▶ SHORT TASK
Pick up the wireless seminar announcement where it stops and keep writing it.

▶ TEXT PASSAGE
------------------------------------

[UCI-Calit2] CPCC Distinguished Seminar -- Friday, Jan. 14

Anna Lynn Spitzer aspitzer at calit2.uci.edu
Mon Jan 10 14:29:31 PST 2011


Title: Information and Inference in the Wireless Physical Layer

 

Speaker: Prof. Vincent Poor, Princeton University

 

Date: Friday Jan. 14, 2011 

 

Time: 11 a.m. (Refreshments will be served at 10:45)

 

Venue: Donald Bren Hall, Room 6011

 

ABSTRACT

 

Wireless networking applications continue to motivate challenging
problems in information theory, signal processing and other fields. A
salient feature of wireless networks is the close interaction between
the physical layer and the other networking layers. This phenomenon is a
result of the principal distinguishing features of wireless, namely
mobility and the importance of physical properties (diffusion,
interference, fading and radio geometry) in determining link
characteristics. For example, the applications layer interacts
considerably with the physical layer, as is well known through the
importance of quality-of-service in wireless network design. This talk
will explore briefly four research areas, primarily involving
information theoretic or inferential problems, each of which is
motivated by an applications-layer issue. In particular, the four
applications of file transfer, inference, real-time multimedia
transmission, and social networking, will be used to motivate
consideration of four respective research problems involving the
physical layer: physical layer security in data networks, distributed
inference in sensor networks, finite-blocklength capacity in multimedia
networks, and connectivity in small-world networks. Recent progress in
each of these four research areas will be reviewed.

------------------------------------

Position identification entries
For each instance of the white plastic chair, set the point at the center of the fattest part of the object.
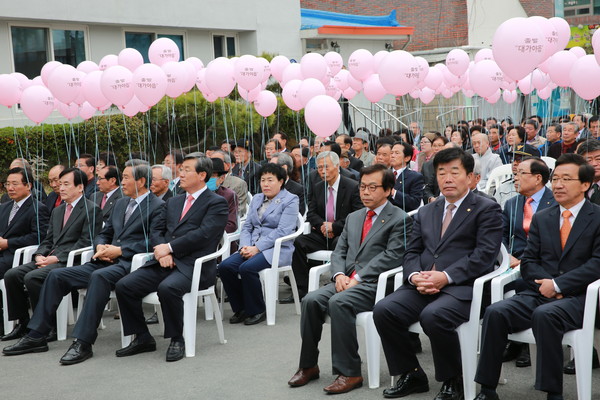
(497, 176)
(22, 256)
(364, 320)
(580, 340)
(190, 300)
(468, 332)
(269, 277)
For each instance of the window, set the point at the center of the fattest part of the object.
(224, 46)
(141, 41)
(35, 46)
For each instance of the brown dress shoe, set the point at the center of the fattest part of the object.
(343, 384)
(304, 375)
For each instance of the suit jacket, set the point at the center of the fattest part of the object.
(279, 219)
(467, 250)
(110, 202)
(572, 268)
(134, 236)
(197, 234)
(229, 195)
(409, 190)
(83, 225)
(348, 200)
(295, 188)
(514, 237)
(382, 249)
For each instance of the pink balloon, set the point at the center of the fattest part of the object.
(485, 78)
(278, 65)
(65, 83)
(108, 61)
(361, 64)
(149, 84)
(457, 61)
(310, 88)
(219, 77)
(518, 47)
(313, 65)
(334, 62)
(37, 103)
(10, 90)
(323, 115)
(563, 29)
(373, 89)
(163, 50)
(290, 94)
(265, 103)
(248, 72)
(559, 68)
(130, 59)
(87, 67)
(92, 91)
(291, 72)
(399, 73)
(116, 85)
(584, 77)
(87, 111)
(484, 54)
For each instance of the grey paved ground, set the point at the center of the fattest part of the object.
(256, 363)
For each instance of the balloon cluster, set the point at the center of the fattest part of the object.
(526, 53)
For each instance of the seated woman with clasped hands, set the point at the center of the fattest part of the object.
(271, 215)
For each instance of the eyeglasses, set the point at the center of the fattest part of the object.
(370, 188)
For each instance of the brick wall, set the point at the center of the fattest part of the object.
(437, 23)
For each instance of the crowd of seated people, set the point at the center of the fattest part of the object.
(355, 193)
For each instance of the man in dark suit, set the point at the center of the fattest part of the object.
(73, 225)
(372, 241)
(560, 260)
(245, 167)
(287, 162)
(125, 234)
(23, 221)
(408, 190)
(333, 197)
(109, 191)
(189, 227)
(454, 241)
(53, 200)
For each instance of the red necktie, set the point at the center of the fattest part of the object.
(187, 207)
(527, 215)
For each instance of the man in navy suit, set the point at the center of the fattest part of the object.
(190, 226)
(454, 241)
(559, 262)
(124, 235)
(408, 190)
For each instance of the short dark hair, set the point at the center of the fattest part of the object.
(538, 166)
(277, 170)
(448, 155)
(387, 176)
(79, 178)
(586, 171)
(26, 175)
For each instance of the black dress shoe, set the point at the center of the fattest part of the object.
(137, 347)
(176, 351)
(238, 317)
(26, 345)
(78, 352)
(408, 383)
(452, 389)
(152, 320)
(18, 332)
(255, 319)
(524, 359)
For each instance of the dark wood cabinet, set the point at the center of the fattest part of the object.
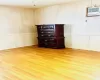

------------------------------------

▶ EXPECTED ANSWER
 

SPEAKER'S BIOGRAPHY

 

H. Vincent Poor is the Michael Henry Strater University Professor of
Electrical Engineering at Princeton University, where he is also dean of
the School of Engineering and Applied Science. His current research
interests lie primarily in the area of wireless networking and related
fields. Among his publications in these areas are the recent books
Quickest Detection (Cambridge, 2009) and Information Theoretic Security
(NOW, 2009). Poor is a member of the National Academy of Engineering,
and is a Fellow of the IEEE, the American Academy of Arts & Sciences,
and the Royal Academy of Engineering of the U.K. He has served as
president of the IEEE Information Theory Society, and as editor-in-chief
of the IEEE Transactions on Information Theory. In 2005, he received the
IEEE Education Medal. Recent recognition of this work includes the 2009
Edwin Howard Armstrong Achievement Award of the IEEE Communications
Society, the 2010 IET Ambrose Fleming Medal for Achievement in
Communications and the 2011 IEEE Eric E. Sumner Award.

 

Sponsored by the Center for Pervasive Communications and Computing. For
more information, contact Hamid Jafarkhani, 949-824-1755,
hamidj at uci.edu.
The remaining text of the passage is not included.